Item 1.01. Entry into a Material Definitive Agreement.

On January 1, 2020, Anixter International Inc., a Delaware corporation (the "Company"), CD&R Arrow Parent, LLC, a Delaware limited liability company ("Parent"), and CD&R Arrow Merger Sub, Inc., a Delaware corporation ("Merger Sub"), entered into a Second Amended and Restated Agreement and Plan of Merger (the "Second Amended Merger Agreement"), pursuant to which the Merger Sub will merge with and into the Company (the "Merger"), with the Company surviving the Merger as a wholly owned subsidiary of Parent. Parent and Merger Sub are indirectly owned by investment funds managed by Clayton, Dubilier & Rice, LLC ("CD&R").

The Second Amended Merger Agreement amends and restates in its entirety the Amended and Restated Agreement and Plan of Merger (the "Merger Agreement"), dated as of December 23, 2019 (the "Amended Merger Agreement").

Second Amended Merger Agreement

Pursuant to the Second Amended Merger Agreement, the consideration received by the Company's shareholders in the Merger increased to $93.50 in cash per share (from $86.00 in cash per share and one $2.50 per share contingent value right, which would have been payable upon the occurrence of certain events). The Second Amended Merger Agreement does not include the contingent value right. The closing of the merger is not required to occur prior to September 30, 2020, subject to the satisfaction of certain conditions, but CD&R may elect or the Company and CD&R may agree to close the merger prior to that date.

→ **WORK INSTRUCTIONS**
Write what comes next in the Anixter merger filing, picking up after its last sentence.

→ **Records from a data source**
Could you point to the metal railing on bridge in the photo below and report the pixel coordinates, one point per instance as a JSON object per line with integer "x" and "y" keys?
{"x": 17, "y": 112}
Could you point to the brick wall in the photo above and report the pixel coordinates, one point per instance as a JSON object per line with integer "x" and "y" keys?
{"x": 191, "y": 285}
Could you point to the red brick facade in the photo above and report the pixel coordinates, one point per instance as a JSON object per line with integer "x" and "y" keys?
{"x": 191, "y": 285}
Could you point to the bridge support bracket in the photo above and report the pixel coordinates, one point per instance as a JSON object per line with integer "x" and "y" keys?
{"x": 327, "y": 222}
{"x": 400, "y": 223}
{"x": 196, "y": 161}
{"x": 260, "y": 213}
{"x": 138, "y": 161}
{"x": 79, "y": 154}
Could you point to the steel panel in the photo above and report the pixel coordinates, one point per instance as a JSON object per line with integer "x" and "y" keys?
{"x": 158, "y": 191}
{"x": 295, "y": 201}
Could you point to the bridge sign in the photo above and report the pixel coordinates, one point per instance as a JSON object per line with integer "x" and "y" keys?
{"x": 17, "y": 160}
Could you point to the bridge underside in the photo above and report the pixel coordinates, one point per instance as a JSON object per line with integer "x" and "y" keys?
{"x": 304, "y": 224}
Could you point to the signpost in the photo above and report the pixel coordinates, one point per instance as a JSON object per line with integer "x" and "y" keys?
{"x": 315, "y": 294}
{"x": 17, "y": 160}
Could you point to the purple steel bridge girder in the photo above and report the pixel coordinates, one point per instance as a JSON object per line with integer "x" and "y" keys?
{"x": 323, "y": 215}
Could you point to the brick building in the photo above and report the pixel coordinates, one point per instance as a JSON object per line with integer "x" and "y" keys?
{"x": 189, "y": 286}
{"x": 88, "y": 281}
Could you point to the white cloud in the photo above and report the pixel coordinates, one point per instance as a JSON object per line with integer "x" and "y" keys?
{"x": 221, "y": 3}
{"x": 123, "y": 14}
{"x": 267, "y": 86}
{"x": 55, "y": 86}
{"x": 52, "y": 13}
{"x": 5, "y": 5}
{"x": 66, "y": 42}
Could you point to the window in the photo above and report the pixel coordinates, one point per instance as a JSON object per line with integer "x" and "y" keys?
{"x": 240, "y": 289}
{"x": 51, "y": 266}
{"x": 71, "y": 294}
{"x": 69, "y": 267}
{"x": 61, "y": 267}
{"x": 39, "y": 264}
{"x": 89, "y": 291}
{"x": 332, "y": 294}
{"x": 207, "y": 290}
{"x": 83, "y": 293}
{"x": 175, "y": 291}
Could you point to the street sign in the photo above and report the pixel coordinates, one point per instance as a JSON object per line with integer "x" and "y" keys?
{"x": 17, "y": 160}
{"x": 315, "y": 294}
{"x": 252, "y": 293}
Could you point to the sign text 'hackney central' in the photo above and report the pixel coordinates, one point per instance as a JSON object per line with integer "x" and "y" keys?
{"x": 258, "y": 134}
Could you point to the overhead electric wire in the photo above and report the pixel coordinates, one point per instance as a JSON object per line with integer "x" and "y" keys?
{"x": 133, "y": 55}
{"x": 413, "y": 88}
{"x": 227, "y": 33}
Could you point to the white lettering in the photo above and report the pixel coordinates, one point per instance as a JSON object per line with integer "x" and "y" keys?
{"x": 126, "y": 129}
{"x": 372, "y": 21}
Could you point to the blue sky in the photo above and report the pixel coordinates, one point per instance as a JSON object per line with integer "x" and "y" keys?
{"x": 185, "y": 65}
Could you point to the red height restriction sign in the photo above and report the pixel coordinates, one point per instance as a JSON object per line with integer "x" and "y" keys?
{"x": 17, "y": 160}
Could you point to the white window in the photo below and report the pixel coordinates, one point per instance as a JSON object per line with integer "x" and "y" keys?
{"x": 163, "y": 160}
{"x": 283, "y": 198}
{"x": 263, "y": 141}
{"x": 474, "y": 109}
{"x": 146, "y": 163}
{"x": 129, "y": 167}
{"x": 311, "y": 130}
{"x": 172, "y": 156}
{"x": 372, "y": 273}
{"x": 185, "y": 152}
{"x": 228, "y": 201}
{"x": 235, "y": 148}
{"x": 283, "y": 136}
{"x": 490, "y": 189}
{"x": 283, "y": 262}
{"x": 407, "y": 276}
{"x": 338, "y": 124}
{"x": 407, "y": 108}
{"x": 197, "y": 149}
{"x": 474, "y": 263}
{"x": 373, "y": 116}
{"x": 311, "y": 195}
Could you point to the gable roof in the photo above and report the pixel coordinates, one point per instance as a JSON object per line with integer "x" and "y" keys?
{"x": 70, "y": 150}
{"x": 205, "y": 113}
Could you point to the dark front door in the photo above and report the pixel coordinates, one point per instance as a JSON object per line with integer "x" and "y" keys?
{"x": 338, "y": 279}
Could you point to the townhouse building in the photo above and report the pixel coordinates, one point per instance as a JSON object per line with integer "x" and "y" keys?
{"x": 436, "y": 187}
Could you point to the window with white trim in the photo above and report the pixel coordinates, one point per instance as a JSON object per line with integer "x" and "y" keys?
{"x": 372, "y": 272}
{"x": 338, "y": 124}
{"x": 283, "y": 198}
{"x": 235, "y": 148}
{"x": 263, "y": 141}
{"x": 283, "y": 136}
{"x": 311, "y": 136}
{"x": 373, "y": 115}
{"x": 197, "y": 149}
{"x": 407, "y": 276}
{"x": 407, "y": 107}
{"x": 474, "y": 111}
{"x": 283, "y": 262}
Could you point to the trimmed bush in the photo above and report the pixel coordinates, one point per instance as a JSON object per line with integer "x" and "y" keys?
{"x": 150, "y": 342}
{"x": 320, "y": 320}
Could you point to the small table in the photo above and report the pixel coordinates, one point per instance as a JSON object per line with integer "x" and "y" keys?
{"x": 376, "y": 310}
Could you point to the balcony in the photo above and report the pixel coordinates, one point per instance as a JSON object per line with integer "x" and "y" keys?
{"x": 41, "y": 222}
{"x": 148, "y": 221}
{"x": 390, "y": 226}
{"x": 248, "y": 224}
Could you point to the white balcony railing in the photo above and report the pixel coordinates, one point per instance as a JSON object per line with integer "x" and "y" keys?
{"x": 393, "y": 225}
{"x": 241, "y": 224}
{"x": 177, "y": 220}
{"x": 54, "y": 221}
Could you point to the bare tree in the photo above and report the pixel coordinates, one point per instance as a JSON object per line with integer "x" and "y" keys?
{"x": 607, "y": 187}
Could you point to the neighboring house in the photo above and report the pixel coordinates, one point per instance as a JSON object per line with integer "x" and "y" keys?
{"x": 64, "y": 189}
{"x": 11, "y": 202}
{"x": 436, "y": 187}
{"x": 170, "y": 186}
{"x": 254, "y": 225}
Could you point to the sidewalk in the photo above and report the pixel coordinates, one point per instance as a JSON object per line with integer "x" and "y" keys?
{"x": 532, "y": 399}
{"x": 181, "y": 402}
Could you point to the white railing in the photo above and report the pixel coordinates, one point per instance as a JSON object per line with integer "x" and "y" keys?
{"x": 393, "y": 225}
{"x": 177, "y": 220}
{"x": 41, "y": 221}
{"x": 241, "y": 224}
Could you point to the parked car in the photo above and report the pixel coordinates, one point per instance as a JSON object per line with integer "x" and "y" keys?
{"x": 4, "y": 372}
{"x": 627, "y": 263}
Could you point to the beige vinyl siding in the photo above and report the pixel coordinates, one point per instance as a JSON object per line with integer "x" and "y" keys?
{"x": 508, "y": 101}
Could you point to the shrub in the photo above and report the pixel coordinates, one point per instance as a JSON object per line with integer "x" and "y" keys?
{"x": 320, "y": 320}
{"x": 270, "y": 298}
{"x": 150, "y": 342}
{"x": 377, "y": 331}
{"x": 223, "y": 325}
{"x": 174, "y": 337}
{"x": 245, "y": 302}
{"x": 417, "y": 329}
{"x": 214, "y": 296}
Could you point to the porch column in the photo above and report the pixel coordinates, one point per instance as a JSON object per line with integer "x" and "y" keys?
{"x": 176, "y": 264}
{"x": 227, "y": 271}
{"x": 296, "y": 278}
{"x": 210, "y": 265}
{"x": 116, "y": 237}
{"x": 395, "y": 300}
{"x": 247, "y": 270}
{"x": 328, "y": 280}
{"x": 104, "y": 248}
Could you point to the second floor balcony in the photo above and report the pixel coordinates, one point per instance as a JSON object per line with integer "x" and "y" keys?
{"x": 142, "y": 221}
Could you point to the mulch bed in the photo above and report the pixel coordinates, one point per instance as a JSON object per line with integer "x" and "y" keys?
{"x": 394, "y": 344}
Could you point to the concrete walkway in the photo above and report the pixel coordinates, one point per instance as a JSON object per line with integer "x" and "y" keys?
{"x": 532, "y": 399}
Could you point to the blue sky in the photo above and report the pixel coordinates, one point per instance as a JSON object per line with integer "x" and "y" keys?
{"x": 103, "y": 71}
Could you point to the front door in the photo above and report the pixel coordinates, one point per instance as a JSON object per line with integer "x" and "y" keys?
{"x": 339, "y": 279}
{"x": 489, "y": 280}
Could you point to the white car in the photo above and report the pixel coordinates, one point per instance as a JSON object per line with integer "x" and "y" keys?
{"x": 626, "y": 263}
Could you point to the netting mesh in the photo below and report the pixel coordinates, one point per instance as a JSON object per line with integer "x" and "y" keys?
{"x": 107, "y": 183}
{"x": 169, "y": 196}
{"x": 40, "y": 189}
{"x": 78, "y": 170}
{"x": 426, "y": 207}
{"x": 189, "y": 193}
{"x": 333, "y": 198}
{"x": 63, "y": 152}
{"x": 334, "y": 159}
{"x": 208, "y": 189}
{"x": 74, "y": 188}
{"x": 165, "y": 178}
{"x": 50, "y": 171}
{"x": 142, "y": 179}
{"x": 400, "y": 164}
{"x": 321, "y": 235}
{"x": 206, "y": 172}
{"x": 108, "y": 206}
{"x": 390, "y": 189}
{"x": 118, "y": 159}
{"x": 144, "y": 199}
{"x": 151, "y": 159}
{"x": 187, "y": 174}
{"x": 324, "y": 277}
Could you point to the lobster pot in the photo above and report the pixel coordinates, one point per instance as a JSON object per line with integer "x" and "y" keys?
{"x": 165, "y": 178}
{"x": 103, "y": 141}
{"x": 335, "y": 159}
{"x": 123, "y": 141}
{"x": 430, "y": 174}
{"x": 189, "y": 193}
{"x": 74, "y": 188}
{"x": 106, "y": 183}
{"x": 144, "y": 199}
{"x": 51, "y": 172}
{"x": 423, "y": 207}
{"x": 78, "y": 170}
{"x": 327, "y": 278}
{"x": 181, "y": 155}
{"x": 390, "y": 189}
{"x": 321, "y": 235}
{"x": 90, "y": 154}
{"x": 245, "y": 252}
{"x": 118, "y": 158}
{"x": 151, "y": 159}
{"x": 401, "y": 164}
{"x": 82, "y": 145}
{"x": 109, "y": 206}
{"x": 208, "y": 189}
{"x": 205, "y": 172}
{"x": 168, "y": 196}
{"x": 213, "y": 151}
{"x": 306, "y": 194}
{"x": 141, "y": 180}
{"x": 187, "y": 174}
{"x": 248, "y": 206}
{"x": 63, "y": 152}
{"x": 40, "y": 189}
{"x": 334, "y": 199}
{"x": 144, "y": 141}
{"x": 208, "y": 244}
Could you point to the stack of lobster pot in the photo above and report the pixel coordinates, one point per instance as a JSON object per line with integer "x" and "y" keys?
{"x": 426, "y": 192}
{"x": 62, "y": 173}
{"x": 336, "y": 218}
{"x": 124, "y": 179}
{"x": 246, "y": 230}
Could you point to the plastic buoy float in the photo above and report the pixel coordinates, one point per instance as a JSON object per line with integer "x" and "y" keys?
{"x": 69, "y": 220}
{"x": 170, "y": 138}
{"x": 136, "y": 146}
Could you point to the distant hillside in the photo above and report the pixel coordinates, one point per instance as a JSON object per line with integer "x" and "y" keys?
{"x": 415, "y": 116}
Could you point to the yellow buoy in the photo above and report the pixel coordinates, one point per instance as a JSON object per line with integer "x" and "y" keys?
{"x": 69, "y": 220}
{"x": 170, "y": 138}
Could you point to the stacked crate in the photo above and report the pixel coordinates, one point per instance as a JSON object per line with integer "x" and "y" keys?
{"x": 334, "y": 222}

→ **RESPONSE**
Except as set forth above, the material terms of the Second Amended Merger Agreement are substantially the same as the terms of the Amended Merger Agreement, which was previously filed as Exhibit 2.1 to the Current Report on Form 8-K with the Securities and Exchange Commission on December 26, 2019.

The foregoing description of the Amended Merger Agreement and transaction contemplated thereby does not purport to be complete and is subject to, and qualified in its entirety by reference to, the full text of the Amended Merger Agreement, which is attached hereto as Exhibit 2.1.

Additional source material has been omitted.